What you are asked to do
All lines below containing the string "tile" are to be copied.

The records
================================

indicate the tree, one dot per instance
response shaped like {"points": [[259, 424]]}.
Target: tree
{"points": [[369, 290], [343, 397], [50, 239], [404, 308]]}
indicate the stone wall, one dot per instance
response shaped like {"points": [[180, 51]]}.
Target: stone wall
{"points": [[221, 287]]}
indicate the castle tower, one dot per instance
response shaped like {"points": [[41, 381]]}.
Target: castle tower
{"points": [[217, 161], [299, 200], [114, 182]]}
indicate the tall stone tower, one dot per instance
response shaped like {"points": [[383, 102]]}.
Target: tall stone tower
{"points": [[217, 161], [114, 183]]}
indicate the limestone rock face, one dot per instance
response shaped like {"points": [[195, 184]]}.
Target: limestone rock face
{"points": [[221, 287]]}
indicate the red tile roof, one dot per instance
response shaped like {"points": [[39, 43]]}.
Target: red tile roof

================================

Finished exercise
indicate the red tile roof, one dot per instance
Target: red tile roof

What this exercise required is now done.